- _SHORT EXERCISE_
Which lines in the rows below contain the word "window"? Pick out each one and copy it in full, treating uppercase and lowercase as different.

- _INPUT RECORDS_

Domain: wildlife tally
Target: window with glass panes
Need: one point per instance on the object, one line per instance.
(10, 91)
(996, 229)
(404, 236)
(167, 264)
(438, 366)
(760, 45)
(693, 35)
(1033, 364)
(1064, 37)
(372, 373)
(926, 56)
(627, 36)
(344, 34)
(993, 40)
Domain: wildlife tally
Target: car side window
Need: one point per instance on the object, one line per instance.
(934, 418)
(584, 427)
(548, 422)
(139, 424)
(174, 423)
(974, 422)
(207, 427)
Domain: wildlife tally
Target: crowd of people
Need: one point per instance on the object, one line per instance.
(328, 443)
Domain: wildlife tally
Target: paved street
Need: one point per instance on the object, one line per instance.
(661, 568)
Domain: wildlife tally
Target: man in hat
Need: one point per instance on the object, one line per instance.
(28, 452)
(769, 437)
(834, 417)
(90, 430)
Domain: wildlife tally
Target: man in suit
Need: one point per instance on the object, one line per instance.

- _FINISHED ANSWER_
Target: window with glass panes
Target: car side window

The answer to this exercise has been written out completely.